Start of Block

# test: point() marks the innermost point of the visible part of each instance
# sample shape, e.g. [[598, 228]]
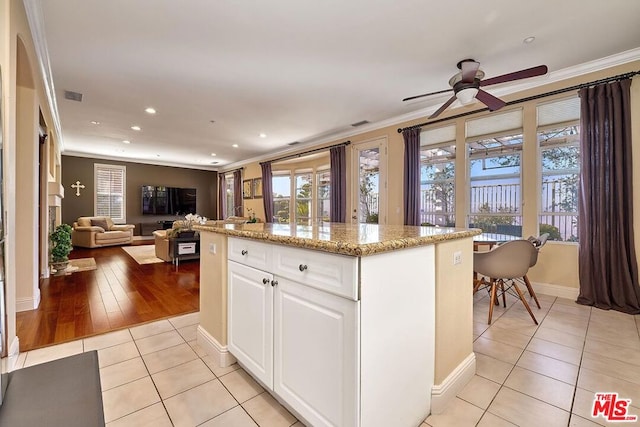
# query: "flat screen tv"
[[162, 200]]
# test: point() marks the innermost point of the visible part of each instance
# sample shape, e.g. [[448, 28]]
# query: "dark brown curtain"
[[607, 256], [237, 193], [222, 200], [338, 191], [267, 191], [411, 176]]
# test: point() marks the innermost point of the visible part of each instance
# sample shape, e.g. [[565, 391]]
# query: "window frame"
[[110, 168], [542, 174], [451, 158], [491, 152]]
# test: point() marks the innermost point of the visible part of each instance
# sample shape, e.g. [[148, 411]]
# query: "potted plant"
[[60, 241]]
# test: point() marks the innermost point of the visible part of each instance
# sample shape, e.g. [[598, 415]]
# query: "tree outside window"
[[437, 186], [560, 164]]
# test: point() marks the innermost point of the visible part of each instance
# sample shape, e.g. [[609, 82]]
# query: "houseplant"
[[60, 247]]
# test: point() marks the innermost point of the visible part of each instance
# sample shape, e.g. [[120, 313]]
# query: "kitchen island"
[[354, 325]]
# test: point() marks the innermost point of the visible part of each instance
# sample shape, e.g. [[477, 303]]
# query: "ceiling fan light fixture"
[[466, 96]]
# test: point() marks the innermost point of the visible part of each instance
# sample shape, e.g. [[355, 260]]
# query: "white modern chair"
[[501, 267]]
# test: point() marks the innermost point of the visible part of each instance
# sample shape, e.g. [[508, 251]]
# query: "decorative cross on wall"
[[77, 186]]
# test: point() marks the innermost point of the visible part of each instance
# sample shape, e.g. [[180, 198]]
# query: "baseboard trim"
[[442, 394], [218, 351], [26, 304], [556, 290], [142, 238], [13, 354]]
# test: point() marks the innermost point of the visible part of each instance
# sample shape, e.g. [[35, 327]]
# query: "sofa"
[[162, 239], [99, 231]]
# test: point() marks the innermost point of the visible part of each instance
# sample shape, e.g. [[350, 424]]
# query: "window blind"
[[110, 195], [494, 124], [438, 135], [564, 110]]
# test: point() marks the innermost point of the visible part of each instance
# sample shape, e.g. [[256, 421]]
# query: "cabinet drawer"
[[251, 253], [337, 274]]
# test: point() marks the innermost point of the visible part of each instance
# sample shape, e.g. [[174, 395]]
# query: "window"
[[495, 146], [229, 192], [559, 142], [110, 194], [304, 196], [323, 192], [281, 197], [437, 176]]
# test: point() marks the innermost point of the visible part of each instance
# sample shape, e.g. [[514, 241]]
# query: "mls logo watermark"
[[612, 408]]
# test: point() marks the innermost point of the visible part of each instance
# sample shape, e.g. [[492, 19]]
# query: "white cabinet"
[[342, 341], [316, 354], [300, 342], [250, 312]]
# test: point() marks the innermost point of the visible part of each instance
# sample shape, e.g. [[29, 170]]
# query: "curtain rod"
[[529, 98], [316, 150], [232, 170]]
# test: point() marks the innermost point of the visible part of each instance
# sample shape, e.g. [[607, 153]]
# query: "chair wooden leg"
[[530, 289], [524, 301], [493, 298]]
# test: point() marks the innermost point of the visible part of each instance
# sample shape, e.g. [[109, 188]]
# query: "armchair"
[[99, 231]]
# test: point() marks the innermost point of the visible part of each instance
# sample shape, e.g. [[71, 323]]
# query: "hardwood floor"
[[118, 294]]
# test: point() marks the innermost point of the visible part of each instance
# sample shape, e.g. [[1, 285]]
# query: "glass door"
[[369, 192]]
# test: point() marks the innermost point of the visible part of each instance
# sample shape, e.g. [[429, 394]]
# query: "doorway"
[[370, 186]]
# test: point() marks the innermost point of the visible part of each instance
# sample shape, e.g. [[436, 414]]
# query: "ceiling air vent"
[[72, 96]]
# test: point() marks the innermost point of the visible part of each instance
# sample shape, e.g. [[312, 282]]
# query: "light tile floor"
[[526, 375], [157, 375], [546, 375]]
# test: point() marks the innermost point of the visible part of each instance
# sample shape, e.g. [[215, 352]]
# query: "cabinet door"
[[316, 356], [250, 320]]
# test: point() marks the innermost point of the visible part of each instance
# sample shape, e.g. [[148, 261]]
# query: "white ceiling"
[[293, 70]]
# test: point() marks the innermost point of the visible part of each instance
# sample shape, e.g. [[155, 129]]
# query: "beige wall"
[[557, 265], [213, 285], [454, 307], [23, 100]]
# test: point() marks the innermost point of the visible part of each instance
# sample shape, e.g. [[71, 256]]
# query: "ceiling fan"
[[466, 85]]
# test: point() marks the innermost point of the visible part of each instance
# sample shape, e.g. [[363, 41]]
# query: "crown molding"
[[33, 10], [139, 161], [552, 77]]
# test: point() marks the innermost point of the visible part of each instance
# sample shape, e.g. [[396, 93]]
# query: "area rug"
[[62, 393], [75, 265], [143, 254]]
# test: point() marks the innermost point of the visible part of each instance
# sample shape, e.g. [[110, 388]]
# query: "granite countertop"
[[341, 238]]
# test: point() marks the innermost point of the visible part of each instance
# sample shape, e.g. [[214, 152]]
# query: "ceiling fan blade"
[[427, 94], [489, 100], [517, 75], [469, 70], [443, 107]]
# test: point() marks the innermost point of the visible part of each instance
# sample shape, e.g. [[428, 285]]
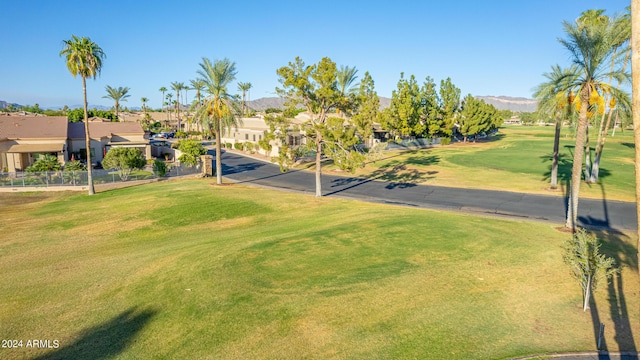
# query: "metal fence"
[[79, 178]]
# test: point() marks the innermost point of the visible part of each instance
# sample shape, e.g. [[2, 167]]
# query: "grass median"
[[185, 269]]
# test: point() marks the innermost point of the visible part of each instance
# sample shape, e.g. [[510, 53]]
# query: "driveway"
[[608, 214]]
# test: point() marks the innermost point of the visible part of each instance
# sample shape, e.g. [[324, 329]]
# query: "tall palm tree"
[[117, 95], [621, 33], [163, 90], [144, 104], [635, 85], [84, 58], [216, 114], [555, 100], [168, 103], [590, 47], [178, 87], [244, 87]]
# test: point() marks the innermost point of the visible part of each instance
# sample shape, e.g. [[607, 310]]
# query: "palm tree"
[[84, 58], [168, 103], [621, 32], [590, 47], [635, 71], [244, 87], [216, 114], [163, 90], [178, 87], [144, 104], [557, 103], [117, 95]]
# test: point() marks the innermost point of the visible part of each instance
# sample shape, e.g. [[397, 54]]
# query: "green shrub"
[[45, 163]]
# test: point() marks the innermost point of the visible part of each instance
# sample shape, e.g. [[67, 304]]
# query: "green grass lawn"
[[517, 159], [184, 269]]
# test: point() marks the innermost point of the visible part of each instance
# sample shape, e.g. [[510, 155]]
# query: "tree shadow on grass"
[[106, 340]]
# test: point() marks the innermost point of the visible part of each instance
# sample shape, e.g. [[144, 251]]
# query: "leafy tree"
[[279, 126], [244, 87], [191, 151], [402, 117], [117, 95], [75, 165], [368, 111], [216, 113], [477, 117], [159, 168], [124, 160], [430, 110], [84, 58], [77, 115], [588, 265], [44, 163], [316, 88], [590, 45], [449, 105]]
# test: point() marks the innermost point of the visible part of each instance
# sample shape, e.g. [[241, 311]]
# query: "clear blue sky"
[[492, 47]]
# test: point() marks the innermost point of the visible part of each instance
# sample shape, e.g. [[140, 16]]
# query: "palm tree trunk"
[[92, 191], [578, 153], [319, 166], [587, 155], [218, 156], [554, 162], [635, 89]]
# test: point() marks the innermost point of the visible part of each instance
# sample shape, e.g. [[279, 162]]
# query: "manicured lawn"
[[517, 159], [185, 269]]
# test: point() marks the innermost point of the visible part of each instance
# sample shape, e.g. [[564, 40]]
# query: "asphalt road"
[[608, 214]]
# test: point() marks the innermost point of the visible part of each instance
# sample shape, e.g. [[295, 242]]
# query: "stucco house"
[[25, 138], [104, 136]]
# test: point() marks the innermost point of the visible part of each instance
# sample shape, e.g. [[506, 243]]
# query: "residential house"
[[23, 139], [104, 136]]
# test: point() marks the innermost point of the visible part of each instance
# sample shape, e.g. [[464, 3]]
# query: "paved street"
[[613, 215]]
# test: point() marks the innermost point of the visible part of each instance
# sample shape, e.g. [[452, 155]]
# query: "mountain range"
[[516, 104]]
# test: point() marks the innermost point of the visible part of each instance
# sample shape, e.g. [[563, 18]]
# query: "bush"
[[45, 163], [191, 151], [159, 168], [75, 165]]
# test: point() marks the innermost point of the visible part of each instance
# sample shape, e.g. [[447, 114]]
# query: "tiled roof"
[[33, 127], [98, 130]]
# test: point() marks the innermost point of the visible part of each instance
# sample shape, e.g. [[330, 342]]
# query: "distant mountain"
[[516, 104]]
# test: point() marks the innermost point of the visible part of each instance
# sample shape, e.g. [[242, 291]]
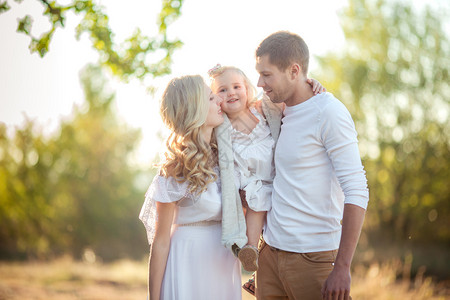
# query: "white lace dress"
[[254, 165], [198, 266]]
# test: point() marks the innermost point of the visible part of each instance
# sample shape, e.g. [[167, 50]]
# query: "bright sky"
[[213, 31]]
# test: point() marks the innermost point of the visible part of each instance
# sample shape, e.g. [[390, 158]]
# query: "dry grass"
[[65, 279]]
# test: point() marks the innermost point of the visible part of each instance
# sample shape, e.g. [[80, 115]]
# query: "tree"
[[76, 189], [127, 60], [394, 77]]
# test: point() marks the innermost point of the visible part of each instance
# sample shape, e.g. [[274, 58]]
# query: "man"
[[320, 183]]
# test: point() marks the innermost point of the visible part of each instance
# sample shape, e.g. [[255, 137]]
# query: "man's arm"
[[337, 286]]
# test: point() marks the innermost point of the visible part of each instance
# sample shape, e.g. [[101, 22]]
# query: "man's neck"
[[302, 93]]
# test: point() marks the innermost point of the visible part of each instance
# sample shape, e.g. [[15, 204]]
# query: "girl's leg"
[[255, 223], [248, 255]]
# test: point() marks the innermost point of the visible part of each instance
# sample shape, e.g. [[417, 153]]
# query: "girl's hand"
[[316, 86]]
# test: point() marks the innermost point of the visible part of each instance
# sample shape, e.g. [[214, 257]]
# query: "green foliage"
[[127, 60], [74, 190], [394, 78]]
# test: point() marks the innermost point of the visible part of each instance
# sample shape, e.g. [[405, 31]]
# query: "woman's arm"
[[160, 248]]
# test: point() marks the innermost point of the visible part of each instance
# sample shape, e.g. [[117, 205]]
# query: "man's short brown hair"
[[285, 48]]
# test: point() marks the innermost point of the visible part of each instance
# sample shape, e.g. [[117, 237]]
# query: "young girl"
[[182, 209], [253, 147]]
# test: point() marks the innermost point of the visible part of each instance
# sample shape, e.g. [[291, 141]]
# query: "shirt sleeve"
[[164, 190], [339, 138]]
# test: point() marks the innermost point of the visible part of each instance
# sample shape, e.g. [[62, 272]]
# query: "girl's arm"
[[160, 248]]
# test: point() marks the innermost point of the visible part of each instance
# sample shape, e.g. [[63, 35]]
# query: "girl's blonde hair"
[[188, 157], [219, 70]]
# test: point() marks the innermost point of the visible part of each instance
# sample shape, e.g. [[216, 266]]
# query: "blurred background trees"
[[137, 57], [394, 78], [75, 190]]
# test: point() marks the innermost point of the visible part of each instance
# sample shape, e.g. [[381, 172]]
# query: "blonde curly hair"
[[188, 157], [218, 70]]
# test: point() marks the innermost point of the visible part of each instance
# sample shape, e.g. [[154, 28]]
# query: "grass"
[[65, 279]]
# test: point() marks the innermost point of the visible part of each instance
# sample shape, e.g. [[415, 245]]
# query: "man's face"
[[275, 83]]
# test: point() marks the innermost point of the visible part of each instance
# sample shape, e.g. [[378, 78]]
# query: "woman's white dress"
[[254, 165], [198, 266]]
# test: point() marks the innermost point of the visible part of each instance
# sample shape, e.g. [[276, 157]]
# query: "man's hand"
[[337, 285]]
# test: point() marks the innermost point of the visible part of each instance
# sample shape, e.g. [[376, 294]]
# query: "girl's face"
[[214, 117], [230, 86]]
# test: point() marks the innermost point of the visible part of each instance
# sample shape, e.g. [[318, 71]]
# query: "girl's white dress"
[[254, 165], [198, 266]]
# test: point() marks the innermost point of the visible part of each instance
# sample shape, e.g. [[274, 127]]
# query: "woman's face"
[[214, 117]]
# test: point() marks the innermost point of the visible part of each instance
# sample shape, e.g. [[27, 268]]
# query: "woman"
[[182, 209]]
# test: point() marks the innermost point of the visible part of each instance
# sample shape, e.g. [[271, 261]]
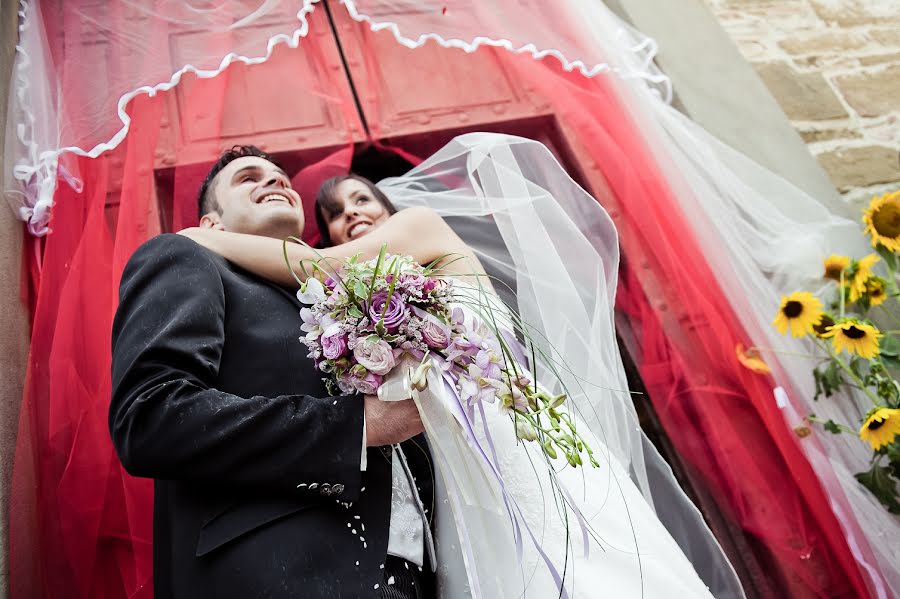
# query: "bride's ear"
[[211, 220]]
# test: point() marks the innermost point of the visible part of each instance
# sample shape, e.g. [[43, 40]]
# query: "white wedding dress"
[[628, 554], [508, 523]]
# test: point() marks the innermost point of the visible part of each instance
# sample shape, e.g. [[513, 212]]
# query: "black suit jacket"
[[258, 488]]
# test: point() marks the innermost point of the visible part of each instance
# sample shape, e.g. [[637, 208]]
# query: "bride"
[[517, 523]]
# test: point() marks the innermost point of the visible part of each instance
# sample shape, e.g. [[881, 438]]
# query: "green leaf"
[[881, 484], [819, 386], [832, 427], [888, 256]]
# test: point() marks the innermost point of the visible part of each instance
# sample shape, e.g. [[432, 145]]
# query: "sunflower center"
[[826, 323], [886, 220], [792, 309], [833, 271], [854, 333], [875, 425]]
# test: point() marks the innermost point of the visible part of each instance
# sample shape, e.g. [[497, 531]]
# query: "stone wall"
[[834, 66], [13, 316]]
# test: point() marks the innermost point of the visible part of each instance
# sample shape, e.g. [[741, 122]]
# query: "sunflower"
[[835, 265], [862, 270], [801, 310], [826, 323], [876, 290], [882, 220], [880, 427], [856, 337], [751, 360]]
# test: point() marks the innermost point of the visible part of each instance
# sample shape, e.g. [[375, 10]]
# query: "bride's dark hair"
[[328, 204]]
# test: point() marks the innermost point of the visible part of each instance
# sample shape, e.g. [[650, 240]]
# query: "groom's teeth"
[[358, 229]]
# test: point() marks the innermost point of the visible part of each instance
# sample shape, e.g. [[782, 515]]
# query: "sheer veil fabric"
[[557, 247]]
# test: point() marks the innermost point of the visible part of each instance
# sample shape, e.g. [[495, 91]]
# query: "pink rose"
[[434, 332], [334, 342], [369, 384], [374, 354]]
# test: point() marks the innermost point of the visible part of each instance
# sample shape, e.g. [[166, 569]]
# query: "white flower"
[[374, 354], [313, 291]]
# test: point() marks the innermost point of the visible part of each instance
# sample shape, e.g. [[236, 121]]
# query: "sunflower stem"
[[849, 372], [841, 289]]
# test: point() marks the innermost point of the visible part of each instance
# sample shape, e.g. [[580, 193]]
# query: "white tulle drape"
[[537, 232], [763, 238], [80, 62]]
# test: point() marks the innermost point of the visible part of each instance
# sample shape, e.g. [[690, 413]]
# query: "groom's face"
[[255, 196]]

End of Block

-- BRIEF --
Pictures excluded, repeat the records exactly from their opening line through the line containing "# sample shape, e.g. [[448, 28]]".

-- SOLUTION FOR THIS EXERCISE --
# test: point() marks the innermost point of the visible part of each instance
# sample shape, e.g. [[598, 228]]
# query: "flat screen tv"
[[162, 200]]
# test: point() marks the innermost point of the visible part of each instance
# sample shape, e.g. [[448, 28]]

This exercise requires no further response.